Collect every line in the entries below that contains the word "white". Copy each such line in full.

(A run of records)
────────
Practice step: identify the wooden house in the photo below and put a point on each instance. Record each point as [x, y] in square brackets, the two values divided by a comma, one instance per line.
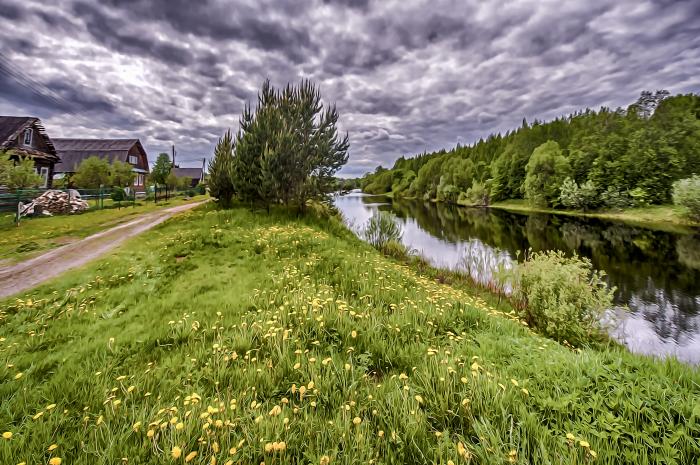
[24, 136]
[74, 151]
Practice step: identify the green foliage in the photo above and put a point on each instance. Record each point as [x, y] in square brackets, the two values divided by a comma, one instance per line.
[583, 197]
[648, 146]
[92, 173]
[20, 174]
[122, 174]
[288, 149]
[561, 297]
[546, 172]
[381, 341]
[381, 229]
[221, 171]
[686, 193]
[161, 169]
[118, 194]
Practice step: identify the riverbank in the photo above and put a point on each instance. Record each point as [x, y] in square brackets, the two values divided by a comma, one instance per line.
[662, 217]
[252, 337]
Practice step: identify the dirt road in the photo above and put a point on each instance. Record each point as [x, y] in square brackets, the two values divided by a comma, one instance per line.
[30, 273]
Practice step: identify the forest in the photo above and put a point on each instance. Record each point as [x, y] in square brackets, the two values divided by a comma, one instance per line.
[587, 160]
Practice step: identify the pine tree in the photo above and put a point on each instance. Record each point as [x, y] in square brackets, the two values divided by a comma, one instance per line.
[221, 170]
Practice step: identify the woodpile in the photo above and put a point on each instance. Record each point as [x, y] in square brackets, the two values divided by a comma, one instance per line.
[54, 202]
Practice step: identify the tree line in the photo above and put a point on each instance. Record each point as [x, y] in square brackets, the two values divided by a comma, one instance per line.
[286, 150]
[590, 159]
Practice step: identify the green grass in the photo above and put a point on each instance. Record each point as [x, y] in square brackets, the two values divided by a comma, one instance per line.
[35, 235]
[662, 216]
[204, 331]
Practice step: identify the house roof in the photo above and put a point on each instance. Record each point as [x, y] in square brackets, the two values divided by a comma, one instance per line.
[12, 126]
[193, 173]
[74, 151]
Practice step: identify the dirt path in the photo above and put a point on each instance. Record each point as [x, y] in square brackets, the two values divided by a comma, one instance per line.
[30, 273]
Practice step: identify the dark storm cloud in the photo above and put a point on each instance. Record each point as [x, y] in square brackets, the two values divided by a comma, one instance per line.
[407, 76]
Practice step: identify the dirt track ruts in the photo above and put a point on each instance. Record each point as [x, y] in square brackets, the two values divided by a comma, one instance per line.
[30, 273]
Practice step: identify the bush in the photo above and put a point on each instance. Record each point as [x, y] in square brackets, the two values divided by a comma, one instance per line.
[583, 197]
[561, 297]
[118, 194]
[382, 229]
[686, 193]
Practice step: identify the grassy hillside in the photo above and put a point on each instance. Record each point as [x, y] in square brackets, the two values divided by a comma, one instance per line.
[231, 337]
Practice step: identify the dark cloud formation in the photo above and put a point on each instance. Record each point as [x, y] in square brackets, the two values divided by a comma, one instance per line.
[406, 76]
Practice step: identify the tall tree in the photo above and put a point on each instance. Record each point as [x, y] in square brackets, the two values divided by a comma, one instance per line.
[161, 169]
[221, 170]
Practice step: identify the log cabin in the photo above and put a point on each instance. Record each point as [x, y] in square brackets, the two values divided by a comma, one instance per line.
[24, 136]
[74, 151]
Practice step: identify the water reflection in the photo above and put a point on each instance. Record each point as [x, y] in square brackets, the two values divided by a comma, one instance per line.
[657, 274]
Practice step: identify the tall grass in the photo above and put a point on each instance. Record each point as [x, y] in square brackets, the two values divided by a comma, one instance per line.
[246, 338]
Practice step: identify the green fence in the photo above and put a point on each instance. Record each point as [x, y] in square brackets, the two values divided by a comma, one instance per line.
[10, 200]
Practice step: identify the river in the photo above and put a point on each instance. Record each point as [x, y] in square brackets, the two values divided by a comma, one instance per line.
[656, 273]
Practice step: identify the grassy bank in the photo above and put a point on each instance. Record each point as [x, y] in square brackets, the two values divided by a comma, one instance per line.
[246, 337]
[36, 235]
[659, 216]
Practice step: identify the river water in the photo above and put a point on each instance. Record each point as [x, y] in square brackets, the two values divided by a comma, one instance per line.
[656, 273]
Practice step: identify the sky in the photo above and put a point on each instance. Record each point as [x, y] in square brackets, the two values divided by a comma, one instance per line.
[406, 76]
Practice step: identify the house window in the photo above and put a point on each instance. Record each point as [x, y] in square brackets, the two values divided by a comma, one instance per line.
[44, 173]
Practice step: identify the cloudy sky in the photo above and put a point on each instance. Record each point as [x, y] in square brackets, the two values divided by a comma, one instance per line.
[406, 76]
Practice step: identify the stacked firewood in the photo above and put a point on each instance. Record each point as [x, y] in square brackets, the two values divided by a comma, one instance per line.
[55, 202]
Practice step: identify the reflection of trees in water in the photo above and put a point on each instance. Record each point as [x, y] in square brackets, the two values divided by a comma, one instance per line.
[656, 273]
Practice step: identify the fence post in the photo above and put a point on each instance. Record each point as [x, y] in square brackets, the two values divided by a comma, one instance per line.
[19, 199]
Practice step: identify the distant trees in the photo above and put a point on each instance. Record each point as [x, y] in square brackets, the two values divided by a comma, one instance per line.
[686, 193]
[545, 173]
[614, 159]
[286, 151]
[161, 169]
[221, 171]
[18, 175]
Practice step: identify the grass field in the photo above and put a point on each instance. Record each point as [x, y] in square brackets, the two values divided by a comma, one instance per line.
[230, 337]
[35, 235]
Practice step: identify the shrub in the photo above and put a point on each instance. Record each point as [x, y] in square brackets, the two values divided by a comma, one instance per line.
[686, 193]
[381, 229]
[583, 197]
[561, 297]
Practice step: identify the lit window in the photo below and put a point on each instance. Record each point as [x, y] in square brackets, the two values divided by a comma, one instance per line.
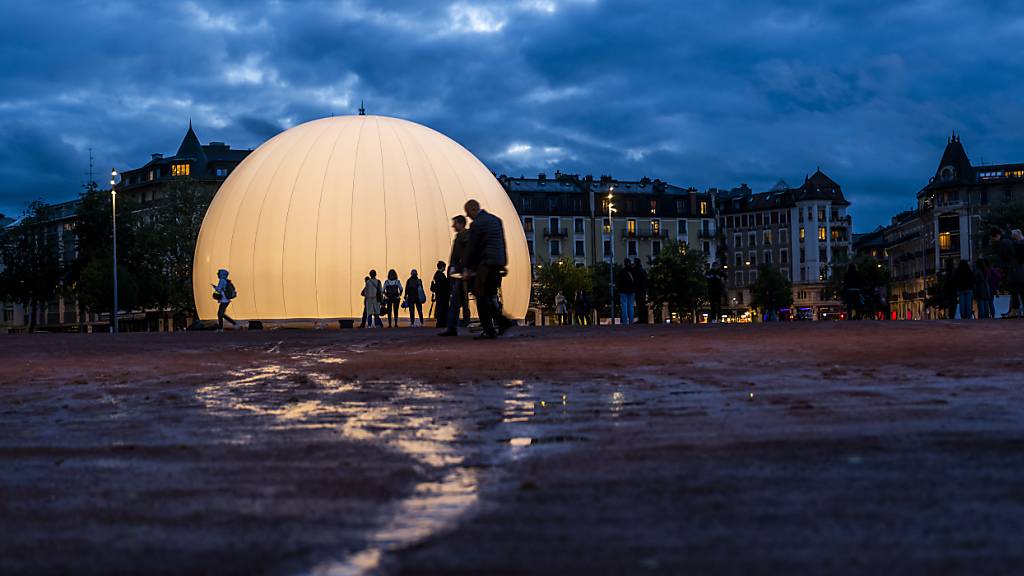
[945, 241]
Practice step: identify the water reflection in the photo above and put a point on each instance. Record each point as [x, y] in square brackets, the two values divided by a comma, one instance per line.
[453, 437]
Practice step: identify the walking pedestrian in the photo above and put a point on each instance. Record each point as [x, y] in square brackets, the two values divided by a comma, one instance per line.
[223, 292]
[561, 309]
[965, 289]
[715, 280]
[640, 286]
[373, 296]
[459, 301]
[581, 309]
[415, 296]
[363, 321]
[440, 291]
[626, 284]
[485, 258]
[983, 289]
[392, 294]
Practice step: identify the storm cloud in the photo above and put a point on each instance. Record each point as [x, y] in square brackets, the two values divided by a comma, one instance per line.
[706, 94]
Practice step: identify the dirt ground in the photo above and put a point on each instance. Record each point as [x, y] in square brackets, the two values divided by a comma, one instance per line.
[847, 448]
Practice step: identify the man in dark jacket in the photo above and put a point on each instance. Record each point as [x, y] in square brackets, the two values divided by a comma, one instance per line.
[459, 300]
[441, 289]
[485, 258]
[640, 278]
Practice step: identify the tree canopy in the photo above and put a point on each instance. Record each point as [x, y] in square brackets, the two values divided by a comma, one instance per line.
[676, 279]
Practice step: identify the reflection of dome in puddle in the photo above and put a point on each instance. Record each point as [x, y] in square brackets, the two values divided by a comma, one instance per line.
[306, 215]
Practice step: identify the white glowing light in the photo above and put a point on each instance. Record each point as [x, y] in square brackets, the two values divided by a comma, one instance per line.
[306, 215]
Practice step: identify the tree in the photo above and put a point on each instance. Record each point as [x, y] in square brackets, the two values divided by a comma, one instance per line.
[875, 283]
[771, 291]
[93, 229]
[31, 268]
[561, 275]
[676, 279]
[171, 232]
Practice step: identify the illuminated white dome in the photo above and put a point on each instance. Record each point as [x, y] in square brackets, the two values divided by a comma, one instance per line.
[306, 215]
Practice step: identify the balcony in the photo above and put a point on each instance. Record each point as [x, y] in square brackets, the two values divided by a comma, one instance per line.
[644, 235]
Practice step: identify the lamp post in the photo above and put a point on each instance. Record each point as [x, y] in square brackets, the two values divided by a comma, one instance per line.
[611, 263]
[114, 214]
────────
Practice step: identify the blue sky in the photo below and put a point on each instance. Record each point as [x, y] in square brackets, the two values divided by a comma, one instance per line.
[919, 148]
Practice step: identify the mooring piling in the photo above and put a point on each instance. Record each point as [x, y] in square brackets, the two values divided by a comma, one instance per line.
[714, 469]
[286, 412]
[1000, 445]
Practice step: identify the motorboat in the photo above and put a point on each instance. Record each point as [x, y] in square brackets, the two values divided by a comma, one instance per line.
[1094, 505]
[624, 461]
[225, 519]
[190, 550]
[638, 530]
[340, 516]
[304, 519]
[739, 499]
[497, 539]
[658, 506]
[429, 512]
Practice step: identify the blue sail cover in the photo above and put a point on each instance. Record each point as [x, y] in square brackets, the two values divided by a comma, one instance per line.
────────
Answer to the problem:
Practice step: identify the white glowing light in the photo above and put a point on each instance. Record each point as [x, y] in square brackets, the two values divided by a comma, one instance per line.
Practice step: identify the illuminated white dome in the photo above and put a point on each instance. Record each point as [x, y] in square brackets, the two values divided by a comma, one instance per line.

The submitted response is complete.